### Goal
Print the following records line for line, with no changes.

[Pointing data excerpts]
┄┄┄┄┄┄┄┄┄┄
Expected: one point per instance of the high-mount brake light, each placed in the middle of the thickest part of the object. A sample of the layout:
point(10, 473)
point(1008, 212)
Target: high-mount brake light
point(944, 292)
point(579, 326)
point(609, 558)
┄┄┄┄┄┄┄┄┄┄
### Answer in full
Expected: one point per instance of the high-mount brake light, each placed in the middle of the thickest part of the object. A sample of the layout:
point(10, 473)
point(1008, 212)
Target: high-mount brake light
point(944, 292)
point(579, 326)
point(609, 558)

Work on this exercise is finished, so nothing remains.